As I began my new role as a Mental Health Consultant at Educare Head Start at Long Beach Unified School District, I was immediately introduced to teachers, staff and students. I was briefed on the high needs of the school and the community, as some students were presenting severely dysregulated behaviors such as hitting, yelling, cursing, running out of the classroom, and having frequent tantrums. My supervisors and I understood that these children had been exposed to severe or chronic stress or trauma, and that their nervous response system was being activated during normal classroom routines and transitions.

Children who have been chronically exposed to unpredictable and harmful routines at home (i.e. stress, yelling amongst adults, witnessing/experiencing physical violence), when placed in a safe and loving environment with structure and boundaries (i.e. preschool setting) will misconstrue a redirection as a threat, loud interaction between peers as life threatening, and sharing or taking turns as an exertion of power and control.

But understanding the stem of behaviors and being able to tend to these very big and triggering behaviors in the classroom are two very different things. Understanding behaviors as communication is one thing, applying your knowledge of the behavior at the time and place of the triggering behavior is another. Part of my role at Educare is to help teachers identify how to respond to the big emotions and unsafe behaviors children display in the classroom. Helping teachers understand the importance of our own regulation to assist children was the number one intervention shared, but tending to these behaviors day-in and day-out can be taxing on the teachers, as well as caregivers who receive daily reports of the “unsafe and inappropriate” behaviors their child is displaying in the classroom.

It was also important to incorporate parent engagement when addressing the dysregulated behaviors presented in the classroom. If chronic stress and/or trauma continues to be present at home, symptoms and behaviors will continue to arise in the classroom.

My goal was to provide a space for parents to have open discussions that would allow them to share the challenges they face as parents, receive validation for their hardships, and find community amongst each other.

Parent engagement, coffee and talking are some of my favorite things, so I decided to hold a series of parenting groups and call them “Parent Coffee Talks.” I invited parents to join me over coffee to discuss topics such as child development, ages and stages of children, healthy brain development, the impact of violence on child development, parenting styles, parenting stress, parent well-being, and intergenerational understanding of parenting and family cultures, to name a few.

As a mental health professional, I understand and know how parent engagement impacts positive outcomes for children in treatment. I am also acutely aware of the direct correlation between a parent’s well-being and the child’s well-being. It was my honor and privilege to engage parents in discussions about their well-being and to begin their journey of understanding their own up-bringing, current life stressors, and the impact stress has on their parenting style. Parent Coffee Talks became more than just a “group” that came together to learn about “parenting skills.” These talks were a safe space where parents could validate their challenges, reflect on their childhood experiences, and gain a greater understanding of their children’s current developmental, emotional and physical needs.

··········

▶ _TASK SET_:
• 1. In the Parent Coffee Talks text, rewrite the paragraph beginning "But understanding the stem of behaviors" as a short bulleted list that keeps its main facts.
• 2. According to the Parent Coffee Talks text, where did the writer start the new job as a Mental Health Consultant?
• 3. Carry the Parent Coffee Talks text forward from its last sentence, keeping the same voice.

··········

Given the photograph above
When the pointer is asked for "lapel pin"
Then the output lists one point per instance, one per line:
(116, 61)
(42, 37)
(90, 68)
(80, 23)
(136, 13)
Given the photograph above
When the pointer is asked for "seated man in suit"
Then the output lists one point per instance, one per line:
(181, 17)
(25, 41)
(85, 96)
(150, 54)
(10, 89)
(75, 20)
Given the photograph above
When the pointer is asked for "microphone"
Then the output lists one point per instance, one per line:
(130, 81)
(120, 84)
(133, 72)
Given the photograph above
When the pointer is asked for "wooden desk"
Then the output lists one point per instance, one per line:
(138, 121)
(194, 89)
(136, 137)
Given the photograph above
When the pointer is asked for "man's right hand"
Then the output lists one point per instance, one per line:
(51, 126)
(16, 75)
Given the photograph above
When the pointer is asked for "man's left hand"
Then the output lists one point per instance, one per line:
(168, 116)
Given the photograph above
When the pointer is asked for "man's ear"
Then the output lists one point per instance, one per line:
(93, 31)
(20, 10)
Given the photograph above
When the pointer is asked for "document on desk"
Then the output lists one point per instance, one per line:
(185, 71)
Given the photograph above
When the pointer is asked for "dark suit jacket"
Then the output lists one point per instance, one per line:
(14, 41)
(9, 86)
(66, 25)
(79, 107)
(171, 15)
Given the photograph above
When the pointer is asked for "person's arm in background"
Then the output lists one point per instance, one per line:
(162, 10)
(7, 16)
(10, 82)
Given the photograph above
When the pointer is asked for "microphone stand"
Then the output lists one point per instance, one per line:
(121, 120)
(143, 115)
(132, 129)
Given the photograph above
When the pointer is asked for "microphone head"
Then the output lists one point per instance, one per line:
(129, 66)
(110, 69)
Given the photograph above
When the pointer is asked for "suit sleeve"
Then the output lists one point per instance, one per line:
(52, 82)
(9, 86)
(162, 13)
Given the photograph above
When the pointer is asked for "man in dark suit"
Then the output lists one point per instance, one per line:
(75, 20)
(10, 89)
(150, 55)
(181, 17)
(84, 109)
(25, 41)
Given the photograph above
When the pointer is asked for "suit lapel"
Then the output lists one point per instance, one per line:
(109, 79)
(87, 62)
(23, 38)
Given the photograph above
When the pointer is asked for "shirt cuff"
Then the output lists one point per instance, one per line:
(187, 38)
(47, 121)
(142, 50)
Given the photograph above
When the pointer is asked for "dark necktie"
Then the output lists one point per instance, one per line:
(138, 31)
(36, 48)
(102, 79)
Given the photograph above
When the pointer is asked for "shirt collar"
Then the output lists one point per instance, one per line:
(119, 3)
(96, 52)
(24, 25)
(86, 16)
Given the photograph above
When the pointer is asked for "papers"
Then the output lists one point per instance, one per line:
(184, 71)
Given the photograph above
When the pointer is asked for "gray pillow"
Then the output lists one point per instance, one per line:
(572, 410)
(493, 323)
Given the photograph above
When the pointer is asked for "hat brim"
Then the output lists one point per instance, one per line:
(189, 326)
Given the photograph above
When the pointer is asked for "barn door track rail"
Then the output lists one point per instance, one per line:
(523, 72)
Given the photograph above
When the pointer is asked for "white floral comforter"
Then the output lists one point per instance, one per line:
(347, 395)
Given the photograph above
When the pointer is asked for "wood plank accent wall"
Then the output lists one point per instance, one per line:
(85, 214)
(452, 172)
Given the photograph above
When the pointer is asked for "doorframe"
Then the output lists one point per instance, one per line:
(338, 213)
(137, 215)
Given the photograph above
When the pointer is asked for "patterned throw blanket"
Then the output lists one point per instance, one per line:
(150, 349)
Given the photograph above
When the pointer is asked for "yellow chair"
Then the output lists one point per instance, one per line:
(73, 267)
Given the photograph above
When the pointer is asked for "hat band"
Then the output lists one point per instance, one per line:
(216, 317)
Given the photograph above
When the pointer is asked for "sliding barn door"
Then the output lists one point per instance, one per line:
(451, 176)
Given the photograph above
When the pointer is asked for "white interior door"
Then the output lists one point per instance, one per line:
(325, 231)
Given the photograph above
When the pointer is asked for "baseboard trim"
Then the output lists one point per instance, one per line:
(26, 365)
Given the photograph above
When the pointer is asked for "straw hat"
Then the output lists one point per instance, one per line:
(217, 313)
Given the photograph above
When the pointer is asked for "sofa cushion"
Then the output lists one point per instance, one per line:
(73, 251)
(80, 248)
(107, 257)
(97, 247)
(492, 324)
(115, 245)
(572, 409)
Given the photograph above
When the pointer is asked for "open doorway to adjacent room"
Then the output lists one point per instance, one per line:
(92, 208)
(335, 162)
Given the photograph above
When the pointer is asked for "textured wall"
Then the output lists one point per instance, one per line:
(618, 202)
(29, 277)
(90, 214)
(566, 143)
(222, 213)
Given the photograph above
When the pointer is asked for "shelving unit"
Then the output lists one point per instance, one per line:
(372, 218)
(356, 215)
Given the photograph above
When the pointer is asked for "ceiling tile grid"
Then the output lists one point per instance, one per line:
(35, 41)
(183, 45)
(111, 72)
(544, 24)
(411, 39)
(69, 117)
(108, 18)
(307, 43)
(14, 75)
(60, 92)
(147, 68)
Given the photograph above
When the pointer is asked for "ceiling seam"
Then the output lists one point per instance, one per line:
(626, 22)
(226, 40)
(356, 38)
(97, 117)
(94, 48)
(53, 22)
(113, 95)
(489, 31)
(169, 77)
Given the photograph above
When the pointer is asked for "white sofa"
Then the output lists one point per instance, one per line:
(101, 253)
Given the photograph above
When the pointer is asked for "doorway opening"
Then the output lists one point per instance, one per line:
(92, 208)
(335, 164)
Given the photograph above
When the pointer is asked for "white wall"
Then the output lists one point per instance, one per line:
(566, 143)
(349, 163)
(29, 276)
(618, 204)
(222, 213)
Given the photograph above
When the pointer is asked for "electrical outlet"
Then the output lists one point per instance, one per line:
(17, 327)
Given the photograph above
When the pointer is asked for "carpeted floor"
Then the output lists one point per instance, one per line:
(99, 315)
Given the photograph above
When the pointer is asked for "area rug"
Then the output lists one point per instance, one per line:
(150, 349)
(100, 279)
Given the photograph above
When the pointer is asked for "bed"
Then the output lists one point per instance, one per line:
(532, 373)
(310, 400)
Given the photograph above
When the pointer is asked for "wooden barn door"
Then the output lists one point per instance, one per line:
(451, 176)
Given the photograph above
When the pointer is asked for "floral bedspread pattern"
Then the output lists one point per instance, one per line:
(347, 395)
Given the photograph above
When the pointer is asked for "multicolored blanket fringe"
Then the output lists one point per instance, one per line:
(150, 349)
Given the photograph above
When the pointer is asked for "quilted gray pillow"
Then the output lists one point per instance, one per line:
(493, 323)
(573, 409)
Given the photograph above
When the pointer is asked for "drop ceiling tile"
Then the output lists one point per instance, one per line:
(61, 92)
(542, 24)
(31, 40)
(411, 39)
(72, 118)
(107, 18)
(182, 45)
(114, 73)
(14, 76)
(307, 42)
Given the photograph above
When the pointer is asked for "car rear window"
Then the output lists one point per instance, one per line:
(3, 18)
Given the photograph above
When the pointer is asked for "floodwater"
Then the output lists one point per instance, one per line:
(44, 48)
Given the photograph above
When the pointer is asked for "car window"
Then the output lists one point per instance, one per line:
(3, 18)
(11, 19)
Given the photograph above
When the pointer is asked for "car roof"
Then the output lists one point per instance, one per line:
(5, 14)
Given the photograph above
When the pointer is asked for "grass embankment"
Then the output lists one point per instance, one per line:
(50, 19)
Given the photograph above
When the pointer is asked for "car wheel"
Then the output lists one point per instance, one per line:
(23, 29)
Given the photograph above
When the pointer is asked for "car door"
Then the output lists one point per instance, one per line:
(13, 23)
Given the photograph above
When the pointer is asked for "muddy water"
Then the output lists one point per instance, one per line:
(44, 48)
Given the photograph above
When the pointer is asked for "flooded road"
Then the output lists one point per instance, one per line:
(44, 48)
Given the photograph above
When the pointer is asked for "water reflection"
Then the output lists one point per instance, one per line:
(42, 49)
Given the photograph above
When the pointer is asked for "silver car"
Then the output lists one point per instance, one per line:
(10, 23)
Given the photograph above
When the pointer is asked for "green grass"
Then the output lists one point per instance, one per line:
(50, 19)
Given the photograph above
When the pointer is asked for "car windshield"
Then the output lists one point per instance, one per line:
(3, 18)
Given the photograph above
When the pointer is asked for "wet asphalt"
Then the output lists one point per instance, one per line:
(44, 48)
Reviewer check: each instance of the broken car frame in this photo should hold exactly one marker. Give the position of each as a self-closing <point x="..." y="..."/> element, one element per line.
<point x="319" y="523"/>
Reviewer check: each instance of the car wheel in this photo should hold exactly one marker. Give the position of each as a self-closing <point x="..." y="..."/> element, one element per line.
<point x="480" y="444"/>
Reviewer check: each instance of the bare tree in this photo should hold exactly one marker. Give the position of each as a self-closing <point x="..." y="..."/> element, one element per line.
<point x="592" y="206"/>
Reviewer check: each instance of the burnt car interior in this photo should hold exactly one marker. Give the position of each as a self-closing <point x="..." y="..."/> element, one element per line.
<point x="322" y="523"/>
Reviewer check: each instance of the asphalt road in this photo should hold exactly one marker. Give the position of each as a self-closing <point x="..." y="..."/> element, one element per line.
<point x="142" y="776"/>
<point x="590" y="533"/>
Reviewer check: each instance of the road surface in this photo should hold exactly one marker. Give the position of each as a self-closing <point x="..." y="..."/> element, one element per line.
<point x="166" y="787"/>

··········

▶ _RESULTS_:
• 1.
- Understanding where behaviors come from is different from handling big, triggering behaviors in the classroom as they happen.
- Part of the consultant's role is helping teachers learn how to respond to children's big emotions and unsafe behaviors.
- The top intervention shared was helping teachers see how important their own regulation is in helping children.
- Dealing with these behaviors every day can wear on teachers and on caregivers who get daily reports of their child's "unsafe and inappropriate" behaviors.

• 2. At Educare Head Start at Long Beach Unified School District.

• 3.
One of the fathers that consistently attended the Parent Coffee Talks stated, “I used to think these classes were just for the women to come gossip, but I learned a lot about myself and how to better respond to my children and others in my life.” When parents feel validated and supported in their struggles, they are better equipped to be emotionally available to their own children and provide the support and encouragement the child needs. It was my pleasure to be able to sit with parents and begin the dialogue of what healthy parenting means to them, how to develop skills, and how to honor their histories and their hopes for the future.

As we kick start the new school year, we are planning to host three Parent Coffee Talks to accommodate the parents’ different work schedules. We also hope to develop a fathers-only group with collaboration of some community agencies to bring awareness to the unique needs of fathers. At these talks we will continue to explore how severe or chronic stress and trauma impacts children and how parents can best support their children. Sometimes, this topic can be challenging and uncomfortable. But, when parents come together to seek and share solutions, a beneficial community of encouragement and solidarity is formed.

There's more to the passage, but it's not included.